- TEXT PROVIDED
------------
Thursday, March 29, 2018


This is the difference an 8% speedup makes.

ASCII # to binary code optimization

When I wrote the post on using invert and multiply to speed up BASIC programs, I realized I hadn't searched through the ROM to find divides that could be altered to use this optimization.  A quick search revealed a couple divides in the code.

The LOG function contains a divide that involved a constant.  At first glance this seemed ideal, but on closer examination, the constant wasn't the divisor, so we're stuck with that one.  Too bad, because Ahl's benchmark depends on the SQR (square root) function, which in turn uses the LOG function.  This would have dropped the MC-10's time on that benchmark below one minute.  This also would have let me drop one of the constants from the ROM because it would not have been needed anymore, saving the 5 bytes used by the floating point number.
------------
- DATA SHOWN
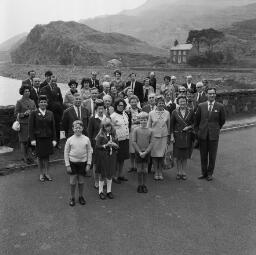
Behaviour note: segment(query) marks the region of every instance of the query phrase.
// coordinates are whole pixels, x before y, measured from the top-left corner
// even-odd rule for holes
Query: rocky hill
[[[117,58],[124,65],[152,65],[167,54],[131,36],[55,21],[36,25],[11,58],[14,63],[64,65],[104,65]]]
[[[169,48],[175,39],[184,42],[189,30],[209,27],[222,29],[234,22],[255,18],[255,2],[148,0],[142,6],[118,15],[80,22],[102,32],[124,33],[157,47]]]

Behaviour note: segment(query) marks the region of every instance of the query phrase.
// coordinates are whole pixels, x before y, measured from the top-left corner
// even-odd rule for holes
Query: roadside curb
[[[233,126],[227,126],[221,129],[221,133],[226,133],[226,132],[231,132],[231,131],[236,131],[239,129],[245,129],[245,128],[250,128],[256,126],[256,122],[250,122],[250,123],[244,123],[244,124],[237,124]],[[64,159],[54,159],[50,161],[51,165],[58,164],[64,162]],[[24,164],[12,164],[11,167],[5,167],[5,168],[0,168],[0,176],[5,176],[9,175],[14,172],[19,172],[23,171],[25,169],[30,169],[33,167],[37,167],[37,164],[31,164],[31,165],[24,165]]]

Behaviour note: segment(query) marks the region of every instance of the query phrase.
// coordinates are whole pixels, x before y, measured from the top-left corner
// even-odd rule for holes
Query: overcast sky
[[[36,24],[86,19],[136,8],[146,0],[0,0],[0,43]]]

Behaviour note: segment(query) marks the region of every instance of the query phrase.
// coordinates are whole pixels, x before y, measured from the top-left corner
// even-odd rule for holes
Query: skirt
[[[117,152],[114,150],[111,155],[107,150],[98,150],[95,172],[102,178],[111,179],[116,172],[116,156]]]
[[[151,157],[153,158],[164,157],[166,148],[167,148],[167,141],[168,141],[168,136],[154,137],[153,147],[151,150]]]
[[[129,155],[129,139],[118,142],[119,149],[117,152],[117,160],[123,161],[130,157]]]
[[[52,138],[37,138],[36,156],[38,158],[48,158],[51,154],[53,154]]]
[[[28,123],[20,124],[20,131],[18,132],[18,136],[20,143],[28,142]]]

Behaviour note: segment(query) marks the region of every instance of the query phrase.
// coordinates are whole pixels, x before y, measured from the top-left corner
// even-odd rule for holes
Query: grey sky
[[[0,0],[0,43],[36,24],[86,19],[136,8],[146,0]]]

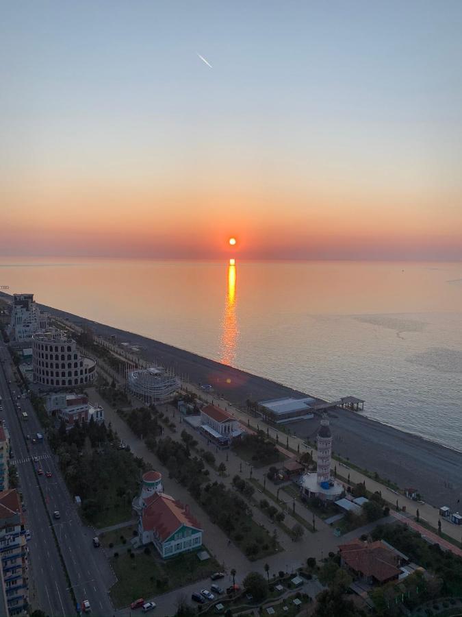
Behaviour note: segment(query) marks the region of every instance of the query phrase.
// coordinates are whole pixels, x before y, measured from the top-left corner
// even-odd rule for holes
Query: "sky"
[[[0,254],[462,258],[461,31],[458,0],[5,3]]]

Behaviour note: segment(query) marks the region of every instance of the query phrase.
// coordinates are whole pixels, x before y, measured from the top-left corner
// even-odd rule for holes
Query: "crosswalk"
[[[30,463],[30,461],[32,460],[33,458],[35,458],[35,457],[27,457],[25,459],[16,459],[15,464],[21,465],[21,463]],[[50,455],[39,455],[37,457],[37,458],[38,459],[39,461],[43,461],[45,459],[51,459],[51,457]]]

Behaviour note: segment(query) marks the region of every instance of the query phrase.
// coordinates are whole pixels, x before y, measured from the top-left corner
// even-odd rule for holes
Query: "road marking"
[[[59,590],[59,588],[58,588],[58,586],[57,586],[57,583],[56,583],[55,581],[55,585],[56,585],[56,591],[57,592],[57,594],[58,594],[58,596],[60,596],[60,602],[61,603],[61,608],[62,609],[62,614],[63,614],[63,615],[65,615],[65,614],[66,614],[66,611],[64,610],[64,607],[63,603],[62,603],[62,600],[61,599],[61,594],[60,593],[60,590]]]

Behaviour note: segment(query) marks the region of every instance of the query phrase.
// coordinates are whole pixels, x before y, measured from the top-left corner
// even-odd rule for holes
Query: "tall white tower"
[[[331,458],[332,457],[332,433],[329,426],[329,418],[322,414],[321,428],[318,433],[318,483],[329,482],[331,479]]]

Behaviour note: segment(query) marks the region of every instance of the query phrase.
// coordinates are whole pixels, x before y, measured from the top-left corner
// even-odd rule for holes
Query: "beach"
[[[138,347],[139,354],[144,359],[172,369],[191,383],[210,384],[217,396],[222,395],[225,400],[244,409],[247,399],[313,396],[140,335],[40,306],[56,317],[91,328],[96,335],[115,337],[116,341]],[[365,414],[367,402],[364,414],[347,409],[329,414],[334,452],[362,468],[376,472],[400,488],[416,489],[422,500],[432,505],[446,505],[458,509],[457,500],[462,492],[462,452],[370,420]],[[313,441],[319,421],[315,416],[287,426],[299,437]],[[342,470],[339,468],[339,472],[346,473]]]

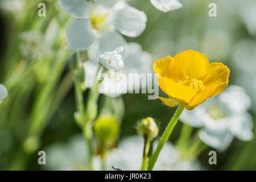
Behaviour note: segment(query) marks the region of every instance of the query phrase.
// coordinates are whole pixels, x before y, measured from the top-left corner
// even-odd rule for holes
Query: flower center
[[[207,112],[214,120],[218,120],[225,117],[225,113],[216,105],[209,107]]]
[[[177,82],[185,86],[191,86],[196,93],[200,92],[205,88],[201,80],[198,80],[196,78],[191,78],[188,76],[186,76],[183,80],[179,80]]]
[[[109,13],[105,10],[94,7],[90,16],[93,27],[98,31],[105,29],[108,26],[106,20],[109,15]]]

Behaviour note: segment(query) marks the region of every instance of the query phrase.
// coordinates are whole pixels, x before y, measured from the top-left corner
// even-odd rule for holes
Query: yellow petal
[[[183,80],[186,77],[203,80],[209,69],[208,59],[197,51],[187,50],[176,55],[171,63],[172,78]]]
[[[172,60],[172,57],[168,56],[155,61],[153,65],[154,71],[156,74],[159,74],[159,77],[170,77]]]
[[[181,103],[188,104],[196,94],[191,86],[176,83],[167,78],[160,78],[158,85],[169,97]]]
[[[208,98],[222,92],[229,83],[229,68],[223,64],[211,63],[209,73],[203,80],[205,89],[196,94],[188,104],[184,106],[188,110],[193,109]]]
[[[164,98],[161,97],[158,97],[158,98],[160,99],[161,101],[163,102],[166,105],[170,107],[173,107],[179,104],[180,104],[180,102],[175,101],[171,98]]]

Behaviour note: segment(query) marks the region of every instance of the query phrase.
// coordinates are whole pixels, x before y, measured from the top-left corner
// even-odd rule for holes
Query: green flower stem
[[[146,137],[144,144],[143,158],[141,171],[147,171],[148,166],[149,151],[150,149],[150,141]]]
[[[76,77],[74,76],[75,97],[76,106],[79,113],[79,118],[77,122],[82,128],[82,133],[87,145],[87,153],[89,167],[90,170],[93,170],[93,147],[92,144],[92,125],[90,122],[88,122],[86,119],[85,107],[84,105],[84,100],[83,96],[83,91],[82,91],[76,80]]]
[[[153,169],[154,166],[155,165],[155,162],[159,155],[160,152],[161,151],[162,148],[163,146],[167,141],[168,138],[169,138],[171,133],[172,131],[172,130],[175,126],[176,123],[178,121],[179,118],[181,114],[182,111],[184,109],[184,106],[182,105],[180,105],[177,107],[175,114],[174,114],[172,118],[171,119],[169,124],[167,126],[166,130],[164,131],[163,135],[160,139],[159,143],[158,143],[156,150],[155,152],[154,152],[153,155],[152,156],[151,159],[150,159],[149,166],[148,166],[148,170],[151,171]]]
[[[93,170],[93,150],[92,147],[92,129],[90,123],[87,123],[84,127],[82,133],[86,142],[87,145],[87,157],[88,158],[89,168],[90,170]]]
[[[86,113],[87,113],[87,121],[88,122],[93,122],[96,117],[97,113],[97,102],[100,96],[98,93],[98,85],[99,80],[98,80],[98,76],[101,73],[102,71],[102,66],[99,65],[98,69],[96,72],[96,76],[94,77],[93,81],[93,85],[90,90],[88,96],[88,100],[86,105]]]

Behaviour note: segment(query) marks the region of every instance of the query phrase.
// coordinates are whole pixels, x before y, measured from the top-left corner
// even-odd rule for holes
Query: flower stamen
[[[190,78],[188,76],[186,76],[183,80],[180,80],[177,81],[178,84],[185,86],[191,86],[196,93],[200,92],[204,89],[205,86],[202,81],[198,80],[196,78]]]

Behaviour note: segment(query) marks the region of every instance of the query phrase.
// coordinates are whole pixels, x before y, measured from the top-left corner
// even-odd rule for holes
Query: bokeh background
[[[143,50],[151,55],[153,60],[193,49],[205,54],[211,62],[224,63],[231,71],[230,84],[243,87],[249,94],[252,102],[250,113],[255,121],[256,2],[180,2],[182,8],[164,13],[155,9],[150,1],[130,1],[132,6],[146,13],[148,21],[140,36],[125,38],[126,40],[141,44]],[[37,6],[40,2],[46,4],[46,17],[37,15]],[[211,2],[217,5],[217,17],[208,15],[208,5]],[[38,150],[44,150],[54,143],[65,144],[72,136],[81,133],[73,118],[76,111],[74,89],[66,61],[69,52],[65,41],[65,30],[71,18],[57,8],[56,1],[1,0],[0,5],[0,83],[10,90],[9,97],[5,101],[8,103],[4,102],[5,105],[0,106],[0,169],[46,169],[38,165],[37,152],[27,155],[20,150],[30,118],[45,120],[45,129],[39,132]],[[56,33],[48,30],[49,33],[47,30],[53,19],[59,22],[58,30]],[[28,40],[24,34],[31,31],[37,32],[33,36],[42,43],[34,45],[38,47],[35,55],[23,52],[22,48]],[[43,47],[45,42],[51,42],[54,39],[56,39],[54,43]],[[48,51],[44,48],[49,47],[49,51],[54,53],[48,55]],[[32,57],[31,60],[43,60],[47,63],[31,65],[28,59],[30,56]],[[61,63],[59,65],[53,63],[56,60]],[[24,68],[30,66],[32,68],[26,75],[20,73]],[[55,75],[56,72],[60,73]],[[52,82],[46,84],[50,78],[54,80]],[[65,82],[69,84],[63,84],[64,79]],[[63,95],[58,92],[60,90],[56,89],[56,85],[62,85],[61,89],[65,91],[60,93]],[[60,101],[55,97],[56,100],[50,102],[49,97],[53,95],[62,99]],[[85,93],[85,98],[87,95],[88,92]],[[163,93],[161,92],[160,95]],[[147,94],[122,96],[125,115],[120,139],[137,134],[135,126],[138,121],[148,116],[155,119],[160,131],[164,129],[175,109],[162,105],[159,100],[148,100],[147,96]],[[100,105],[102,97],[100,97]],[[53,111],[44,113],[46,107]],[[182,123],[179,122],[172,134],[170,140],[173,143],[179,137],[181,125]],[[253,133],[256,134],[255,127]],[[208,152],[212,150],[207,148],[199,156],[204,169],[256,169],[255,139],[250,142],[234,139],[224,152],[218,152],[217,165],[208,163]],[[170,155],[171,156],[172,154]]]

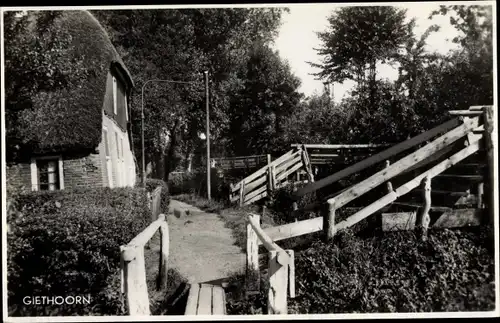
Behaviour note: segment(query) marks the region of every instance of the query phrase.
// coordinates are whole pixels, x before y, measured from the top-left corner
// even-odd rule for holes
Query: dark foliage
[[[297,189],[305,186],[304,184],[297,185]],[[287,224],[300,220],[307,220],[311,217],[316,216],[313,213],[305,212],[300,214],[298,217],[292,217],[293,211],[293,202],[294,199],[294,188],[292,185],[287,185],[282,188],[279,188],[271,193],[267,201],[267,207],[269,211],[272,213],[273,220],[277,225]],[[310,193],[302,196],[297,202],[298,209],[303,208],[304,206],[314,203],[317,201],[316,193]]]
[[[493,310],[494,259],[487,230],[361,239],[348,232],[296,256],[292,313]]]
[[[246,295],[246,274],[237,273],[229,278],[226,291],[226,308],[229,315],[267,314],[267,294],[269,280],[260,276],[260,290],[256,294]]]
[[[8,219],[10,315],[118,313],[119,247],[148,224],[144,191],[33,192],[18,205],[21,216]],[[26,295],[90,295],[92,303],[25,306]]]

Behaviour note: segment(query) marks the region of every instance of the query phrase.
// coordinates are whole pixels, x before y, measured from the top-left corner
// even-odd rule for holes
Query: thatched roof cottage
[[[71,72],[63,75],[65,86],[39,87],[27,98],[27,105],[7,102],[11,128],[6,140],[12,150],[7,152],[7,178],[27,190],[133,186],[136,164],[127,104],[132,77],[89,12],[51,14],[46,35],[37,38],[41,45],[33,50],[44,48],[44,40],[66,44],[59,46],[61,57],[54,56],[51,63],[69,62],[69,67],[60,67],[60,74]],[[28,12],[27,28],[40,33],[37,23],[47,21],[44,17],[47,14]],[[33,40],[27,42],[31,48]]]

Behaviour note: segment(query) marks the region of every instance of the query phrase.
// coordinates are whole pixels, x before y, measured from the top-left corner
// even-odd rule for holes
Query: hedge
[[[146,179],[146,191],[152,193],[158,186],[161,186],[161,210],[162,212],[167,213],[168,206],[170,205],[170,190],[167,183],[161,179]]]
[[[144,191],[99,188],[31,192],[9,217],[8,308],[12,316],[120,314],[120,245],[151,218]],[[117,283],[118,280],[118,283]],[[25,296],[91,296],[91,305],[30,305]]]
[[[359,238],[349,232],[296,253],[290,313],[491,311],[495,270],[488,228]]]

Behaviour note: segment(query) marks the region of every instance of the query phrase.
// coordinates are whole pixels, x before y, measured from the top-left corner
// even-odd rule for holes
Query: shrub
[[[143,190],[99,188],[31,192],[8,235],[10,315],[116,314],[113,278],[120,245],[143,230],[150,211]],[[107,292],[106,292],[107,291]],[[116,291],[116,293],[115,293]],[[90,295],[92,306],[25,306],[24,296]]]
[[[297,185],[297,188],[303,187],[304,184]],[[273,213],[274,221],[280,224],[286,224],[293,222],[295,220],[292,217],[293,211],[293,202],[295,199],[293,198],[294,189],[292,185],[287,185],[275,190],[271,193],[271,196],[268,199],[267,206],[269,210]],[[316,193],[306,194],[297,200],[297,207],[300,209],[308,204],[314,203],[317,201]],[[301,214],[297,220],[306,220],[311,217],[316,216],[311,212],[306,212]]]
[[[494,260],[477,230],[361,239],[344,232],[296,256],[291,313],[493,310]]]
[[[147,178],[146,190],[152,193],[158,186],[161,186],[161,209],[163,212],[168,212],[170,205],[170,192],[167,183],[161,179]]]

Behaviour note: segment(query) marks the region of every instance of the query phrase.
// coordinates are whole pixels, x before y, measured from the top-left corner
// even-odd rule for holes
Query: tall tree
[[[267,45],[256,43],[241,70],[243,88],[231,102],[227,135],[236,155],[282,150],[283,120],[295,111],[302,95],[300,80]]]
[[[229,123],[231,95],[243,84],[236,71],[246,64],[251,44],[273,39],[282,11],[274,8],[131,10],[99,11],[96,15],[110,30],[124,61],[132,66],[138,87],[152,78],[199,80],[203,85],[201,72],[209,71],[210,132],[215,139],[212,149],[217,154],[225,150],[227,140],[223,133]],[[200,89],[150,84],[148,88],[145,106],[150,116],[146,129],[148,152],[156,151],[158,156],[172,161],[176,159],[172,153],[189,156],[199,150],[204,141],[198,135],[205,132],[203,86]],[[137,112],[140,102],[140,92],[136,92],[132,104]],[[175,104],[178,108],[174,108]],[[140,124],[138,119],[134,123]],[[137,133],[140,128],[135,129]],[[159,134],[165,133],[163,129],[167,140],[164,138],[164,144],[158,145]],[[170,165],[165,177],[174,167]]]
[[[345,7],[329,18],[329,28],[319,32],[324,56],[315,75],[329,82],[354,80],[359,85],[376,79],[376,64],[389,61],[408,37],[406,10],[389,6]]]

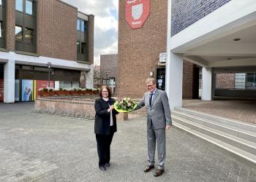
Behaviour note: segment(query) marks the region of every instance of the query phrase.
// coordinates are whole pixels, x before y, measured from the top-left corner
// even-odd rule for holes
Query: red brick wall
[[[78,101],[66,100],[64,98],[38,98],[34,102],[34,111],[39,113],[80,117],[92,120],[94,119],[95,116],[94,100]],[[146,116],[145,108],[129,113],[128,117],[132,118],[140,115]],[[119,113],[117,115],[117,121],[126,120],[125,119],[124,113]]]
[[[216,88],[234,88],[234,74],[216,74]]]
[[[131,29],[119,0],[118,95],[141,98],[145,80],[155,71],[160,52],[166,52],[167,1],[151,1],[150,15],[142,28]]]
[[[57,0],[37,1],[39,55],[76,60],[77,9]]]
[[[151,1],[150,15],[138,29],[131,29],[124,10],[124,1],[119,0],[118,96],[140,98],[149,72],[156,76],[159,53],[166,52],[167,1]],[[192,98],[193,65],[184,63],[184,97]]]
[[[192,99],[193,97],[193,68],[194,64],[183,61],[182,98]]]

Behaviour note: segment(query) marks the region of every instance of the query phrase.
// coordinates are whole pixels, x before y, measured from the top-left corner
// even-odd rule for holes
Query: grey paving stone
[[[255,169],[176,128],[167,131],[164,175],[156,178],[153,171],[144,173],[146,117],[118,123],[111,167],[99,171],[93,122],[32,110],[33,103],[0,104],[6,111],[0,113],[0,181],[3,176],[39,182],[256,181]]]

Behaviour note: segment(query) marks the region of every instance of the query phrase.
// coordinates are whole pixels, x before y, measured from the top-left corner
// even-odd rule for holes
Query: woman
[[[100,98],[95,100],[95,124],[97,146],[99,156],[99,167],[106,170],[110,167],[110,144],[114,132],[116,132],[118,112],[114,109],[115,100],[111,98],[110,90],[103,86],[99,91]]]

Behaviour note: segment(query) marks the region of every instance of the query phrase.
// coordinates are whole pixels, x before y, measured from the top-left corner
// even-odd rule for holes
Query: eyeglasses
[[[154,84],[147,85],[147,87],[152,87],[153,85],[154,85]]]

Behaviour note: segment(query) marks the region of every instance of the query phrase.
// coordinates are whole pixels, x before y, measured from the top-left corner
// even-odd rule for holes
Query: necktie
[[[150,106],[152,105],[152,96],[153,96],[153,94],[151,93],[151,94],[150,94],[150,98],[149,98],[149,104],[150,104]]]

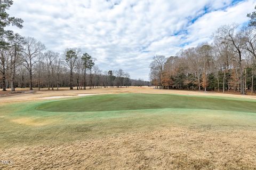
------------
- SHORT TASK
Answer these about the text on ROM divide optimization, one line each:
(a) What size of speedup does the text name near the top?
(b) Which function holds a divide that involves a constant?
(c) How many bytes would dropping the unneeded constant have saved?

- FULL OUTPUT
(a) 8%
(b) The LOG function
(c) 5 bytes